Excerpted text:

IFAF World Championship of American Football
- Appearances: 1 (first in 2015)
- Best result: 7th (2015)

= Brazil national American football team =

The Brazil national American football team (Portuguese: Seleção Brasileira de Futebol Americano) represents Brazil in international American football competitions. The team is controlled by the Confederação Brasileira de Futebol Americano (CBFA).

==History==
===2000s===
The team was first convened in 2007 due to an opportunity to play a friendly game with Uruguay.

The Brazil team was first formed with players drafted from regional (state or city) tournaments that had various shapes and sizes. These tournaments included beach American football, flag football and touch football. The tryouts included interstate matches, physical tests and the availability of the athletes to participate since none of them were professionals.

The first game resulted in a bitter defeat against Uruguay, in Montevideo, by a score of 20–14.

Despite several initial difficulties, the team had representatives from states of Mato Grosso, Rio de Janeiro, Santa Catarina and São Paulo. The general organization of the sport was already well established, more teams and tournaments were on the process of being created and the popularity of the sport was growing (mostly due to the broadcast of NFL games by ESPN).

Material provided:
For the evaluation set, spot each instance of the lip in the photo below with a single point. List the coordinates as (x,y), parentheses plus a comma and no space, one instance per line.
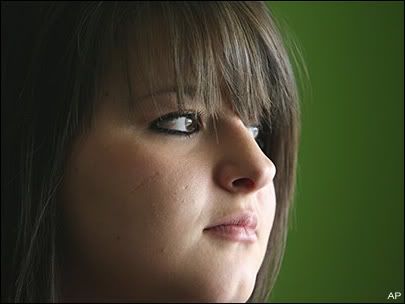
(239,227)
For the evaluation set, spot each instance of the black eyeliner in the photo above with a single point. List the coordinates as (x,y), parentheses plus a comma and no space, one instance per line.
(173,115)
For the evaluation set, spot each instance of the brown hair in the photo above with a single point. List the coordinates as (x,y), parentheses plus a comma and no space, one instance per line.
(228,49)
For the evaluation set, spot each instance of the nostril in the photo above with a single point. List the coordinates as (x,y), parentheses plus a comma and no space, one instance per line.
(243,182)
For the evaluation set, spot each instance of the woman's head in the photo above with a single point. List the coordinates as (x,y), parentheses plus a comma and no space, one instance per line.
(138,135)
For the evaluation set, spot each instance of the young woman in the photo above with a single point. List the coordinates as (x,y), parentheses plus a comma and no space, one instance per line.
(140,143)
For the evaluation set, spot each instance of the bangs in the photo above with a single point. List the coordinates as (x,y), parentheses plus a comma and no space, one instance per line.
(217,52)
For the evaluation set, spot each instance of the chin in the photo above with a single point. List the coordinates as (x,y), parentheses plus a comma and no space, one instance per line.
(238,292)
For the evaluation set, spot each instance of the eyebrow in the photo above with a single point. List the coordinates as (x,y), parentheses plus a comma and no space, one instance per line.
(189,90)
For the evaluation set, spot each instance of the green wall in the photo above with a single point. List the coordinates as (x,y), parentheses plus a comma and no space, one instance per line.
(346,235)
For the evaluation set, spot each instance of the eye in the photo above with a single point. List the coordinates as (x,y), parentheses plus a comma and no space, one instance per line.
(179,123)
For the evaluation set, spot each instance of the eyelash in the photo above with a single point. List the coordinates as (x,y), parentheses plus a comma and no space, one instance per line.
(196,115)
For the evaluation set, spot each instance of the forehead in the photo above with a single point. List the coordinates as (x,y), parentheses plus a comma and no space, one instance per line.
(177,52)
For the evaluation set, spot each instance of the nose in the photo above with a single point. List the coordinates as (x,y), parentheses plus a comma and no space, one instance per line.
(242,166)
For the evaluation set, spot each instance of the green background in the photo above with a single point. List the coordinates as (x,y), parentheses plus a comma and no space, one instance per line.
(346,234)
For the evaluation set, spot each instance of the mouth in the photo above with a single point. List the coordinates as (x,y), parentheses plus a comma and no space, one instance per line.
(240,227)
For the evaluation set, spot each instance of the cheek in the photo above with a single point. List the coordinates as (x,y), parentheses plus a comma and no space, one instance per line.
(124,201)
(267,205)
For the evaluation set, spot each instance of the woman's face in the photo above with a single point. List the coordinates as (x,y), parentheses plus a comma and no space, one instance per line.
(138,202)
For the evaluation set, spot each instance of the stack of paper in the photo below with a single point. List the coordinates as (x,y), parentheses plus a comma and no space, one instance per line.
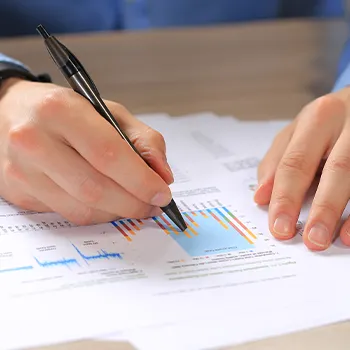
(223,281)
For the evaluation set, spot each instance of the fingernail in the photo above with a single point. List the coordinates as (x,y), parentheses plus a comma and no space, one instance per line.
(283,225)
(319,236)
(155,212)
(161,199)
(167,168)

Requirement: From the excerpted text about Brazil's national American football team, list every Brazilian state named as having representatives on the team.

Answer box: Mato Grosso, Rio de Janeiro, Santa Catarina, São Paulo